-- Start SOURCE DATA --
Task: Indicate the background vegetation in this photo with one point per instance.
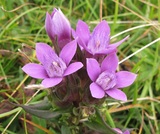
(22, 25)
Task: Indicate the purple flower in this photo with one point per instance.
(120, 132)
(58, 27)
(106, 80)
(99, 41)
(53, 67)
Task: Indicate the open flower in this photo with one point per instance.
(53, 67)
(121, 132)
(58, 27)
(99, 41)
(106, 80)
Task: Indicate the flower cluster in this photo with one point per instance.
(98, 57)
(82, 67)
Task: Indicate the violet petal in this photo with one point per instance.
(100, 38)
(35, 71)
(73, 68)
(50, 82)
(49, 27)
(125, 78)
(96, 91)
(83, 33)
(93, 68)
(61, 26)
(117, 94)
(68, 51)
(110, 63)
(126, 132)
(43, 52)
(118, 43)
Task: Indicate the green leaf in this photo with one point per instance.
(98, 124)
(44, 104)
(45, 114)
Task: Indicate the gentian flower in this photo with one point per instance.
(121, 132)
(99, 41)
(53, 67)
(58, 27)
(105, 79)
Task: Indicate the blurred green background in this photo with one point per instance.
(22, 25)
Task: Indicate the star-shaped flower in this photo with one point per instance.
(58, 27)
(105, 79)
(53, 67)
(99, 41)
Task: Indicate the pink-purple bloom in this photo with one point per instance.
(105, 79)
(121, 132)
(53, 67)
(98, 42)
(58, 27)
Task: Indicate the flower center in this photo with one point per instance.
(106, 80)
(55, 68)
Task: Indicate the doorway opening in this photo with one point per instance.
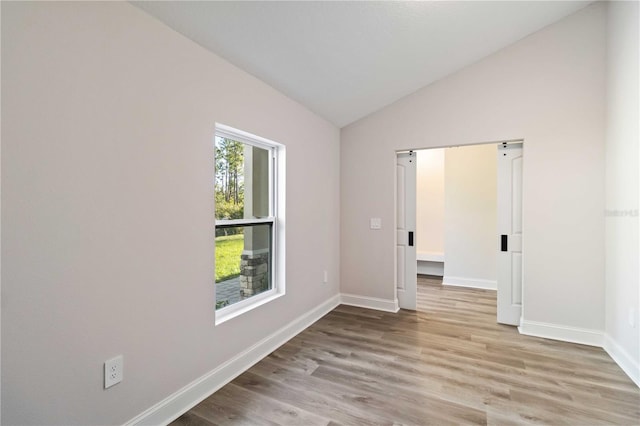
(460, 204)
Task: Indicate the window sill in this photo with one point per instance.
(228, 312)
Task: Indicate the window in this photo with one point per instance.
(249, 221)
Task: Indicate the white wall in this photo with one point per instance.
(107, 209)
(622, 253)
(547, 89)
(430, 201)
(470, 216)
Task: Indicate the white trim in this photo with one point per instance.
(470, 282)
(246, 305)
(582, 336)
(621, 357)
(386, 305)
(244, 222)
(430, 256)
(245, 137)
(186, 398)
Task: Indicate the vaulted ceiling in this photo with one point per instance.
(345, 60)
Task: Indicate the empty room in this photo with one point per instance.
(211, 213)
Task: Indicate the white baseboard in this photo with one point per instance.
(430, 268)
(582, 336)
(186, 398)
(470, 282)
(369, 302)
(629, 365)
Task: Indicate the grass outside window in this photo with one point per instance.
(228, 251)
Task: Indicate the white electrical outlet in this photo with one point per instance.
(113, 371)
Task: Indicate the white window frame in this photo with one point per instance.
(276, 218)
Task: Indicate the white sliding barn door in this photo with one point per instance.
(406, 266)
(509, 233)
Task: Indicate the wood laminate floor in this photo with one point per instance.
(447, 363)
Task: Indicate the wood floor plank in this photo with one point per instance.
(449, 362)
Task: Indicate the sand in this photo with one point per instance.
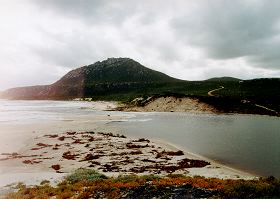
(49, 151)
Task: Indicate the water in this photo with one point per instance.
(245, 142)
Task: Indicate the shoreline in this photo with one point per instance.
(32, 166)
(213, 162)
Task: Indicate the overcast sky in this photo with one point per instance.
(41, 40)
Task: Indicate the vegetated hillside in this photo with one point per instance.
(112, 76)
(223, 79)
(123, 79)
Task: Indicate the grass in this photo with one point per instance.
(86, 183)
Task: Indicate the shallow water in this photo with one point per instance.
(245, 142)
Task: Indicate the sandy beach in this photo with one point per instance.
(49, 151)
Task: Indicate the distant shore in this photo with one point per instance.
(198, 104)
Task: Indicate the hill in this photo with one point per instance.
(123, 79)
(113, 75)
(223, 79)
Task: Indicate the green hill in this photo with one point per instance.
(123, 79)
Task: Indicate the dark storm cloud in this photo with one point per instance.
(188, 39)
(231, 29)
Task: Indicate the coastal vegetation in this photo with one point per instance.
(85, 183)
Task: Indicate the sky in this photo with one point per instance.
(41, 40)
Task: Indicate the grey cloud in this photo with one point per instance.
(230, 29)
-- End SOURCE DATA --
Copy the records from the line holding "Task: Indicate the shallow" through the end of the records, inclusive, including the requests. Shift every answer coordinate by adding 143 to each of its numbers.

Task: Indicate the shallow water in this photo with one point per instance.
(388, 285)
Task: Indicate the sandy beach in this photo with one point per instance.
(192, 294)
Task: Indicate the distant shore in this photo with one point per instance.
(341, 247)
Task: Indicate the hill in this photo with one point per instance.
(266, 222)
(256, 218)
(366, 222)
Task: Indicate the green hill in this photo with one point per instance.
(266, 222)
Task: Indicate the dark storm cloud in this photo with one point per instance.
(331, 182)
(374, 172)
Task: Indicate the coastal vegetation in this photo with one point per instance.
(228, 326)
Task: Indicate the sky in this photo with one point per instance.
(184, 183)
Task: Indicate the grey cloud in this photo with one point per instance.
(373, 172)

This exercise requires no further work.